§ DIRECTION
In the passage on tigers in Bhutan, which national park was the site of the 2008 camera trapping study that found tiger pugmarks and pictures?

§ PASSAGE

..........

The matter begs serious questioning: if local people had already known of the presence of the tigers, how can anyone claim their discovery? Why is it that local knowledge and understanding continues to be secondary to television crews and scientists?
BBC’s claim is not questionable only on semantics grounds and on its politics of lost, found and discovery, but also from the fact that there is considerable ‘hard’ evidence of the presence of tigers at high altitudes. For instance, a 2001 report of the World Wildlife Fund (WWF) – Bhutan Program says that in “September 1999, a camera trap set up by a wildlife survey team captured a tiger at 3,400 meters, the highest altitude ever recorded for a tiger. In its note on the ThrumshingLa National Park, the Bhutanese Tourism Ministry notes: “the park made news in the year 2000 when a WWF-supported survey team captured a camera-trap image of a tiger at 3,000 meters – the first photographic evidence that the magnificent creatures exist at such high altitudes.” More recent documents like The Tiger Action Plan for the Kingdom of Bhutan 2006-2015 published by the Nature Conservation Division of Bhutan’s Ministry of Agriculture along with the WWF Bhutan Program and the May 2010 National Tiger Recovery Program Summary of Global Tiger Initiative also note that the tiger in Bhutan inhabits ranges from an altitude of 100m to 4100 m about sea level. Another camera trapping study conducted in 2008 in the Jigme Dorji National Park found both pugmarks and pictures of tigers at an altitude between 3,700 and 4,300 meters above sea level. Even the web page of IUCN’s Red List of threatened species observes that tigers have been recorded in Bhutan upto 4,500 meters above sea level.

..........

§ INFORMATION SHOWN

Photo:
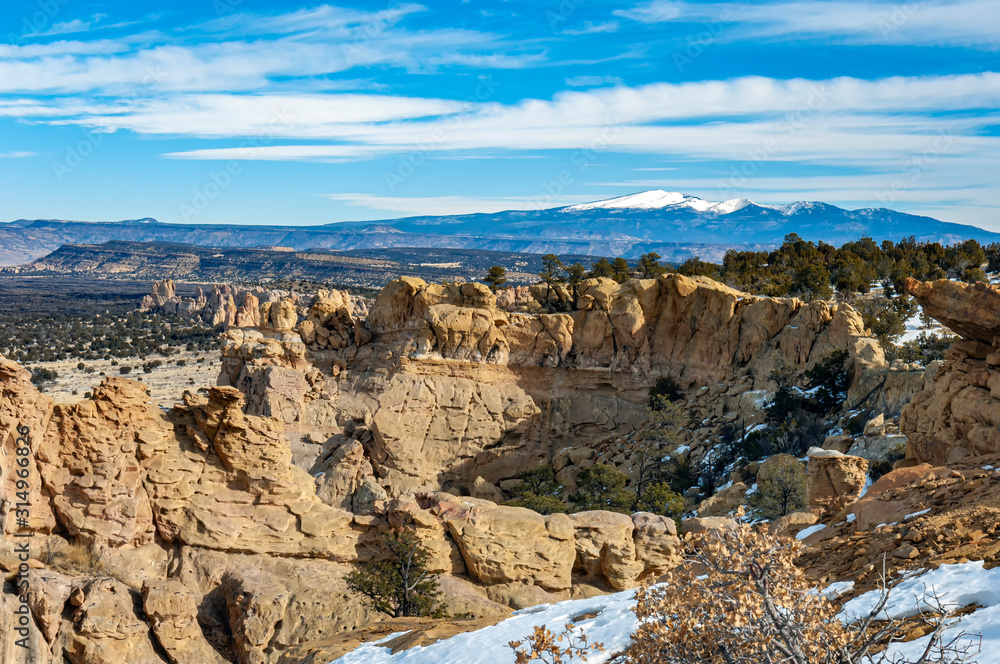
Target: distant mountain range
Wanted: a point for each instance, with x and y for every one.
(672, 224)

..........

§ CORRECT OUTPUT
Jigme Dorji National Park